¿Que pasó con la infantilización de la pobreza?


A fines de los 90s e inicios de la década pasada distintas investigaciones comenzaban a plantear que en Uruguay se estaba consolidando un serio problema de infantilización de la pobreza e inequidad intergeneracional. En aquel momento, el diagnóstico indicaba (i) que en Uruguay la infancia y la adolescencia estaban sobrerrepresentadas en la pobreza y la indigencia respecto a otros grupos etarios, (ii) que ese sesgo etario parecía estar aumentando en forma sistemática –mientras que en 1986 había 1.9 menores de 6 años en situación de pobreza por cada mayor de 65 años, en 1999 esa relación llegaba ya a 8.5- y (ii) que Uruguay era –por mucho- el país de América Latina donde este sesgo era más notorio (PNUD, 1999; CEPAL, 2000; Kaztman y Filgueira, 2001).

Las investigaciones atribuían el fenómeno a dos factores fundamentales:

(i)    el fuerte desbalance que el país mostraba en términos de gasto social entre generaciones (donde el peso de las jubilaciones y pensiones se llevaba gran parte de la inversión social del país, especialmente luego de la reforma de la seguridad social en 1989)

→ LO QUE SE PIDE
#1 Responde según el texto sobre la infantilización de la pobreza, una respuesta por línea:
(a) ¿Cuántos menores de 6 años en situación de pobreza había en 1986 por cada mayor de 65 años?
(b) ¿A cuántos factores fundamentales atribuían el fenómeno las investigaciones?
(c) ¿En qué año fue la reforma de la seguridad social que se menciona?
#2 Resume en dos oraciones el texto sobre la infantilización de la pobreza.
#3 Retoma el texto sobre la infantilización de la pobreza a partir del punto en que se interrumpe y escribe uno o dos párrafos más.

→ MATERIAL MOSTRADO
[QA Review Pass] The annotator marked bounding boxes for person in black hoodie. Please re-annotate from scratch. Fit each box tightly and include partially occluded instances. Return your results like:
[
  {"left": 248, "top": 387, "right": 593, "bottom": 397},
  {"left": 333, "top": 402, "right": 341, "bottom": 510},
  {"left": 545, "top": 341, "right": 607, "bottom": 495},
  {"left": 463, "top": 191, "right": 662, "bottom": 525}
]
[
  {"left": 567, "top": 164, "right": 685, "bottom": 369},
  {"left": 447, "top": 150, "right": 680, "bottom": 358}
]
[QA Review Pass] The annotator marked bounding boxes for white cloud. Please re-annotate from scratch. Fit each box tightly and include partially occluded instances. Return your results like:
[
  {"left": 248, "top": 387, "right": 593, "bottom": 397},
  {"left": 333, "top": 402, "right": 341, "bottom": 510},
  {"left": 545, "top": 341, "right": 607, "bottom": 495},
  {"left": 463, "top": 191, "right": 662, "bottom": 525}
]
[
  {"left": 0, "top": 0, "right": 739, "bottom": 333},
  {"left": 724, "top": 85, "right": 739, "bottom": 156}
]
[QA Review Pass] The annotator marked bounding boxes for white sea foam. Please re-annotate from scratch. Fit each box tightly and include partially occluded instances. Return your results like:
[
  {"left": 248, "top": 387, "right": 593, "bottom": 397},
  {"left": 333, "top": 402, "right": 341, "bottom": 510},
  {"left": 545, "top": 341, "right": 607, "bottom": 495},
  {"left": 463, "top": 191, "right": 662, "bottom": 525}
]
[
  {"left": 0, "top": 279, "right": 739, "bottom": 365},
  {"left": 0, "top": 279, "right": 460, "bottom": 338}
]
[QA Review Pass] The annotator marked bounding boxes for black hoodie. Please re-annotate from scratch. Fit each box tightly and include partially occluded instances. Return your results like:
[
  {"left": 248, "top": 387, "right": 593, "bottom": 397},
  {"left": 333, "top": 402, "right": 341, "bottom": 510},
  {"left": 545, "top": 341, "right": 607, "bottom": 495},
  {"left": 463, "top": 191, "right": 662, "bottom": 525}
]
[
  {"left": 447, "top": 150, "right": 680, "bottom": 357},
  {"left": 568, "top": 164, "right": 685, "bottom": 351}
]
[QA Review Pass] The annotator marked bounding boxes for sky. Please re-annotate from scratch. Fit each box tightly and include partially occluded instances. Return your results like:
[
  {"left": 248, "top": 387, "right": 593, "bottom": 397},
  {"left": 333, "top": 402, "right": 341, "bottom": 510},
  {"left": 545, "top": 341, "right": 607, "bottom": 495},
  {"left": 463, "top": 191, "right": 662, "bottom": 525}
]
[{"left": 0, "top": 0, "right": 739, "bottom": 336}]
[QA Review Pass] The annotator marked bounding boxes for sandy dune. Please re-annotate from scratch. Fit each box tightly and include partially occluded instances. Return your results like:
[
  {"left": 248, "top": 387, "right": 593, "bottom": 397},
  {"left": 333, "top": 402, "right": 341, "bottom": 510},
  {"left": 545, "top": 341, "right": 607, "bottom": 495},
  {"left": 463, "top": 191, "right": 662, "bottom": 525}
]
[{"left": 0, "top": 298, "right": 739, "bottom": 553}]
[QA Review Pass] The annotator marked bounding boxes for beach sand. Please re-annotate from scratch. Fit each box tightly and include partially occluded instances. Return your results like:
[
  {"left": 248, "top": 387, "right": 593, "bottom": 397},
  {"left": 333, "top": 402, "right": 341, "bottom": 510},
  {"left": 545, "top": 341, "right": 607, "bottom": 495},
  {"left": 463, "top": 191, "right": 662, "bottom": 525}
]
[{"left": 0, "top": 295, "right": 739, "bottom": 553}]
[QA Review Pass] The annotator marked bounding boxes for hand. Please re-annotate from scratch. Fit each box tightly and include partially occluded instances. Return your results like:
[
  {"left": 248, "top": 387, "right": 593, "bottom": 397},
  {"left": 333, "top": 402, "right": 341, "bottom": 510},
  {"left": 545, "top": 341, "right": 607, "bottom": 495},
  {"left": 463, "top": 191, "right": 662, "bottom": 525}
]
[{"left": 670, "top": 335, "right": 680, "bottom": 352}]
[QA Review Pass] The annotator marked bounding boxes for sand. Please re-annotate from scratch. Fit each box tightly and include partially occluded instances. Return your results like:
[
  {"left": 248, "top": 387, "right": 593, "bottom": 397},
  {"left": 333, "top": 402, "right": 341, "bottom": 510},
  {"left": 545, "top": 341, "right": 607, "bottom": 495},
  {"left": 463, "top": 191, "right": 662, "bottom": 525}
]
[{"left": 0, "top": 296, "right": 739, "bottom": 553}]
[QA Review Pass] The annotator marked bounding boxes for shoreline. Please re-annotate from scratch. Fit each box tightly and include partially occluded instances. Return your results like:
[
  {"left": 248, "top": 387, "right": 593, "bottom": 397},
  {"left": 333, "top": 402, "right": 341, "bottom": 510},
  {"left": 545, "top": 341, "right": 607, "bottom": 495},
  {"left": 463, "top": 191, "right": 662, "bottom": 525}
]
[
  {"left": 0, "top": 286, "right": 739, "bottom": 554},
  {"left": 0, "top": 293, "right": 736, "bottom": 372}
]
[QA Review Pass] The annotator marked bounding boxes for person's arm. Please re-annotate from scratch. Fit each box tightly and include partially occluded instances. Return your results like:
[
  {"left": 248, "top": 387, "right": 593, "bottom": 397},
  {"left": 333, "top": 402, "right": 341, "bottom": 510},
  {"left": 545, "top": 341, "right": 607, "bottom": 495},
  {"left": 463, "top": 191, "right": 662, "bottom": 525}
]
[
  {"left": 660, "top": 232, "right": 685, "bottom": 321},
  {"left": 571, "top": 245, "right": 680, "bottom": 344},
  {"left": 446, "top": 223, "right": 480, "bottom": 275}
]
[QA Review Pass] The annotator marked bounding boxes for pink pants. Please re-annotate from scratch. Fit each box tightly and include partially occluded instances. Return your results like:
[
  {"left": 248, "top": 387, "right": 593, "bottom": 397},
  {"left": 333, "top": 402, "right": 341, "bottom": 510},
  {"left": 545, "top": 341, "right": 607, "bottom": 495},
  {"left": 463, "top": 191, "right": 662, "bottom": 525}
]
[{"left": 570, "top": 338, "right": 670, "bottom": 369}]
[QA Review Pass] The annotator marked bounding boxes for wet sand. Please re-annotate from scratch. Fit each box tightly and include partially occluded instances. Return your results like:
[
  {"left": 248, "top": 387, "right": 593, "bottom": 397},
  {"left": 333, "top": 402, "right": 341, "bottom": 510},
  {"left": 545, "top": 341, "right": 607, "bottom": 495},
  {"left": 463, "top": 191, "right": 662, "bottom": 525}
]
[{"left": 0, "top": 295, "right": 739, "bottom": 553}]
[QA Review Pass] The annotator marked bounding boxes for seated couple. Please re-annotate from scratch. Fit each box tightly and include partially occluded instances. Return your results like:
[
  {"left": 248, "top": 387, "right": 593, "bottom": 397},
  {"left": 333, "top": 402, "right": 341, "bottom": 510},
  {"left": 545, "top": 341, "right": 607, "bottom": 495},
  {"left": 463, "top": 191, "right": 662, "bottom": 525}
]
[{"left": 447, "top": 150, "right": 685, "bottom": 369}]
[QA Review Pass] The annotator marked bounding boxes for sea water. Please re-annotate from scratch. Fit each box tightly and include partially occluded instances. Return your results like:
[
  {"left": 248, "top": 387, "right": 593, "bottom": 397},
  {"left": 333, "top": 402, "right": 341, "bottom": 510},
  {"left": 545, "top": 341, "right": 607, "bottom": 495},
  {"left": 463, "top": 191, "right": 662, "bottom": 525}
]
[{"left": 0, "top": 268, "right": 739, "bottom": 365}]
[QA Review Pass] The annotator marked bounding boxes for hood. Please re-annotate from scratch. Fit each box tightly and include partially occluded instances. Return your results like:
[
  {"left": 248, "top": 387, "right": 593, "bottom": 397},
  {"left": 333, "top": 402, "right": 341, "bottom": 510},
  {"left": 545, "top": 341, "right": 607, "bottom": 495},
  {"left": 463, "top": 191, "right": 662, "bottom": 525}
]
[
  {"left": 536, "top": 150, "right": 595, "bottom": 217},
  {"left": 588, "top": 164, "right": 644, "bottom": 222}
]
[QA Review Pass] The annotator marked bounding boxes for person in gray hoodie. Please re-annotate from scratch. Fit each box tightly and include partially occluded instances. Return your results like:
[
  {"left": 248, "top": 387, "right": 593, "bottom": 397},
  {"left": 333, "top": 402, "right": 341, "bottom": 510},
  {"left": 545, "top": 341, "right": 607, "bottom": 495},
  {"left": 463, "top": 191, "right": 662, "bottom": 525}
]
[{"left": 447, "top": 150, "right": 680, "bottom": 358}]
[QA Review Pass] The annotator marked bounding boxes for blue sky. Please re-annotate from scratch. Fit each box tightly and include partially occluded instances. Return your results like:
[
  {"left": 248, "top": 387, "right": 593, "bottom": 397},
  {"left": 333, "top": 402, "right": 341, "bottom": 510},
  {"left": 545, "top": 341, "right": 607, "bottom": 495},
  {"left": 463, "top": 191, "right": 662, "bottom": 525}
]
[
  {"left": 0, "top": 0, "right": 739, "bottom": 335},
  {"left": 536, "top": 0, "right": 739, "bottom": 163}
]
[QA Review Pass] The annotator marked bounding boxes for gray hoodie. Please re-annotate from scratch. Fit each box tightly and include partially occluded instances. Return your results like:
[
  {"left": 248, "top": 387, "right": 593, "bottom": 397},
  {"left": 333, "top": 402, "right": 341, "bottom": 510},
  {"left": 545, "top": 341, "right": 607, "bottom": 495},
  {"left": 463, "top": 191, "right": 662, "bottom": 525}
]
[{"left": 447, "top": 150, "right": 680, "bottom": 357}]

→ RESPUESTAS ESCRITAS
#1
(a) 1.9
(b) A dos
(c) En 1989

#2 A fines de los 90 e inicios de la década pasada, varias investigaciones señalaron que en Uruguay se consolidaba una infantilización de la pobreza: la infancia y la adolescencia estaban sobrerrepresentadas en la pobreza, ese sesgo aumentaba en forma sistemática y era el más notorio de América Latina. Las investigaciones lo atribuían a dos factores, entre ellos el fuerte desbalance del gasto social entre generaciones, en el que las jubilaciones y pensiones se llevaban gran parte de la inversión social.

#3
(ii)  la existencia de un mecanismo de transmisión intergeneracional de la pobreza que resultaba de la nefasta combinación de la disminución estratificada de pautas de fecundidad -que hacía que las mujeres pobres tuvieran más hijos que las de mayores ingresos-, déficits educativos y laborales concentrados en los sectores más desfavorecidos, aumento de hogares monoparentales en esos mismos sectores, etc. (PNUD, 1999).

En aquel momento, la evidencia permitía ver múltiples y preocupantes alertas en el horizonte, sintetizadas en la concentración de riesgos y vulnerabilidades al inicio de la vida y en los efectos que esto podía tener sobre el bienestar –desde muy variados puntos de vista- de estas generaciones.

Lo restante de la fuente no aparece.